■ Task directions ■
Please return the records below exactly as they stand, with the pictures removed.

#### Data to process ####

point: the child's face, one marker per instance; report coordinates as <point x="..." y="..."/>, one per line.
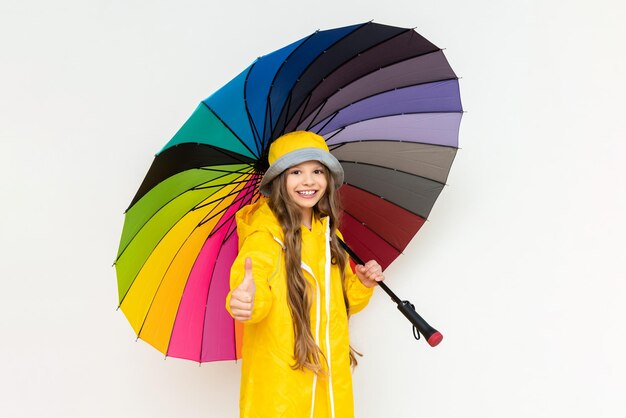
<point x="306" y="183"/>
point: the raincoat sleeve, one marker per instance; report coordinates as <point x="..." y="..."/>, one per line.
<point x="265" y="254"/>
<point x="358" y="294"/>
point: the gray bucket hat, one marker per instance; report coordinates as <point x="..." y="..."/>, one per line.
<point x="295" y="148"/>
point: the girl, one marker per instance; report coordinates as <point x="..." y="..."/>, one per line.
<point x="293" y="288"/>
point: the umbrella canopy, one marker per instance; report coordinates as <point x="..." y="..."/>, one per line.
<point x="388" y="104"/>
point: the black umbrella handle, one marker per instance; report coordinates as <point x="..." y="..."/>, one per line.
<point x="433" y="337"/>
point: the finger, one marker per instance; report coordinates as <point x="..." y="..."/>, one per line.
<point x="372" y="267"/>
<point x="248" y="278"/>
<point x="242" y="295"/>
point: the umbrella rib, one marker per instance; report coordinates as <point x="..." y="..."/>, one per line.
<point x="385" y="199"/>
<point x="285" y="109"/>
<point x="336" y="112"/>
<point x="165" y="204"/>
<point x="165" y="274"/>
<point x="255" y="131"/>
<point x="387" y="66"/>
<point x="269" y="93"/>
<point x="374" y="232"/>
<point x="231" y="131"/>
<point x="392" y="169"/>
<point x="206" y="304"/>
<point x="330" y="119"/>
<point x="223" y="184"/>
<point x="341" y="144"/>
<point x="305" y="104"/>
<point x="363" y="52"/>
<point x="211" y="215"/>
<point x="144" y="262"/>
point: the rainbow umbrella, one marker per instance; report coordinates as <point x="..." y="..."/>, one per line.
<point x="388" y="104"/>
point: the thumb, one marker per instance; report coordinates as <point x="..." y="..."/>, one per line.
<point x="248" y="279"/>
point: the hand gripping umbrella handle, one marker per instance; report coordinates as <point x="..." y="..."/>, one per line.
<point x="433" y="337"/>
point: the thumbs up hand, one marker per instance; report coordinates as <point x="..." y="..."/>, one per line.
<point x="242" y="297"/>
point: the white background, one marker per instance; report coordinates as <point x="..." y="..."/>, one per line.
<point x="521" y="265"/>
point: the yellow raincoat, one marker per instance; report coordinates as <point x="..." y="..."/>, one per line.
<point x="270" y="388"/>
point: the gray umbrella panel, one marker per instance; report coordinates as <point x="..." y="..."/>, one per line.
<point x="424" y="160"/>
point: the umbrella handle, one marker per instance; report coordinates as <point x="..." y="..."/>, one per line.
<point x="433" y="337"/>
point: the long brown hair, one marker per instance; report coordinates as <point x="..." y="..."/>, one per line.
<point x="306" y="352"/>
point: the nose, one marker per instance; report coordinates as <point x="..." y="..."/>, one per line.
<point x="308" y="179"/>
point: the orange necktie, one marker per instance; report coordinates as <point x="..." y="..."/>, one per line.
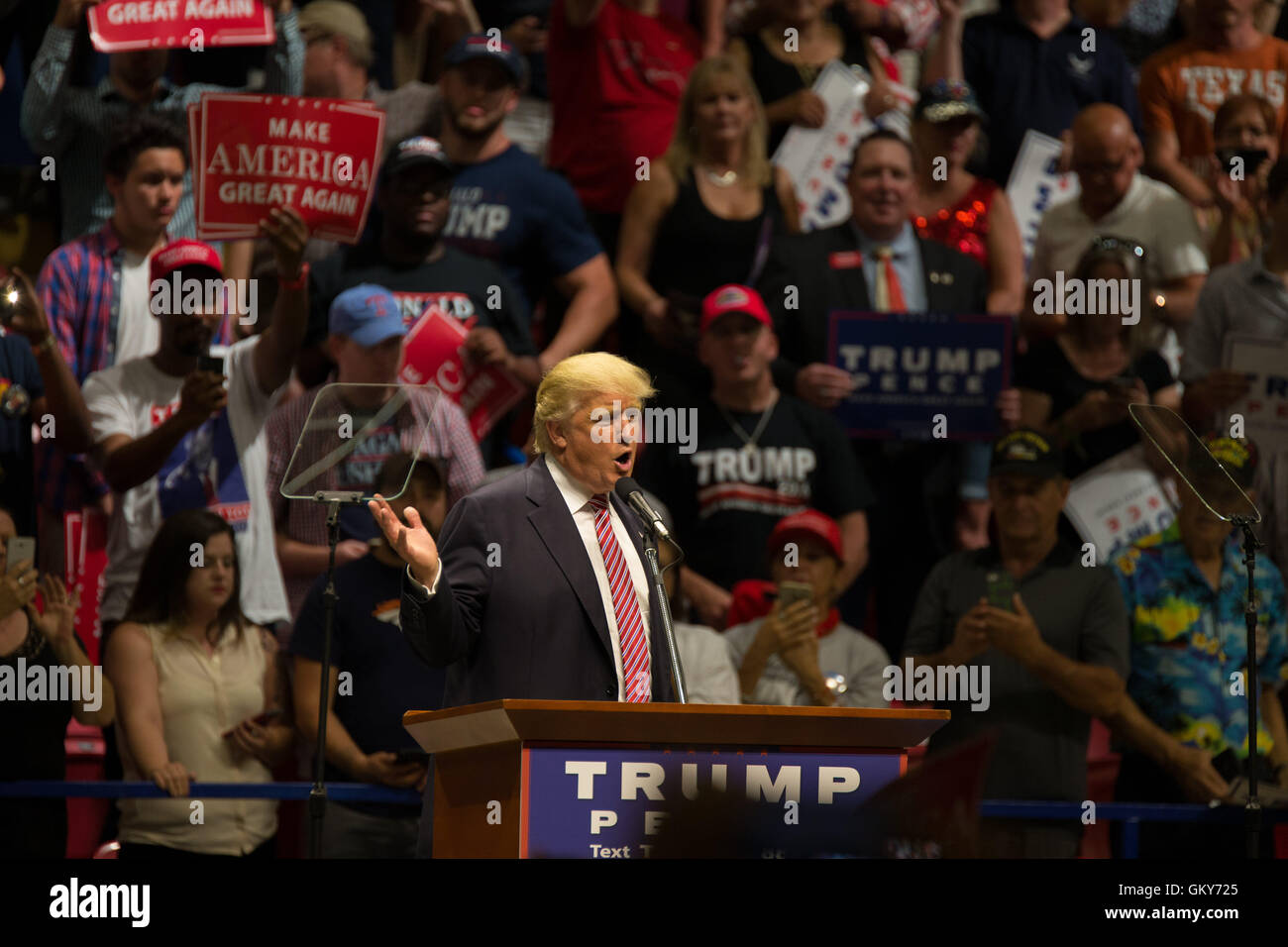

####

■ Response box ■
point: the child's face, one marker per instance; report coordinates as <point x="..." y="..."/>, one per line.
<point x="306" y="183"/>
point: the raincoat sleeve, one marker per instance; report coordinates as <point x="..." y="..."/>, one per line.
<point x="265" y="254"/>
<point x="358" y="294"/>
point: the gray bucket hat, one marker per instance; report coordinates as <point x="..." y="..."/>, one per line.
<point x="295" y="148"/>
point: the girl, one marker per instance; report coordinates as <point x="..." y="..."/>, one per line.
<point x="293" y="288"/>
point: the umbrella canopy, one marker per instance; report coordinates as <point x="..." y="..."/>, one per line.
<point x="388" y="104"/>
point: the black umbrella handle, one marker per instance; report coordinates as <point x="..." y="..."/>, one per line.
<point x="433" y="337"/>
point: the finger, one marker per instance; report coordinates as <point x="..." y="..."/>, one per line.
<point x="372" y="267"/>
<point x="248" y="278"/>
<point x="242" y="295"/>
point: the umbrella rib, one marker per instance; report coordinates as <point x="..." y="..."/>, one per line.
<point x="385" y="199"/>
<point x="285" y="109"/>
<point x="336" y="112"/>
<point x="165" y="204"/>
<point x="165" y="274"/>
<point x="255" y="131"/>
<point x="387" y="66"/>
<point x="269" y="93"/>
<point x="374" y="232"/>
<point x="231" y="131"/>
<point x="392" y="169"/>
<point x="206" y="304"/>
<point x="330" y="119"/>
<point x="223" y="184"/>
<point x="341" y="144"/>
<point x="305" y="104"/>
<point x="363" y="52"/>
<point x="211" y="215"/>
<point x="144" y="262"/>
point: the rainbow umbrella, one marker per instance; report coordinates as <point x="..." y="..."/>, one per line.
<point x="388" y="104"/>
point: the thumb, one marker per instance; report coordinates as <point x="..." y="..."/>, one per line.
<point x="248" y="279"/>
point: the hand gripping umbrella handle, one marker per instance; report coordinates as <point x="..." y="..."/>, one per line.
<point x="433" y="337"/>
point: the thumbs up hand, one marker per instance; report coordinates as <point x="..." y="..."/>, one per line.
<point x="242" y="297"/>
point: the white background, one marker per instance; report coordinates as <point x="..." y="..."/>, one per line.
<point x="521" y="265"/>
point: the yellow raincoat, one marker per instance; report coordinates as <point x="..." y="..."/>, one per line.
<point x="270" y="388"/>
point: the gray umbrella panel, one marker per instance; report coordinates as <point x="..." y="..."/>, one per line.
<point x="424" y="160"/>
point: the umbrella handle, one marker per instance; report coordinates as <point x="..." y="..."/>, one per line.
<point x="433" y="337"/>
point: the long brown hair, one marker per instance; report coordinates as <point x="..." y="..."/>, one per line.
<point x="306" y="352"/>
point: the nose, one marker per instance; report coordinates as <point x="..." y="..."/>, one per line.
<point x="308" y="179"/>
point: the orange necktie, one marker per instance; report coordinates as <point x="..." y="..."/>, one per line.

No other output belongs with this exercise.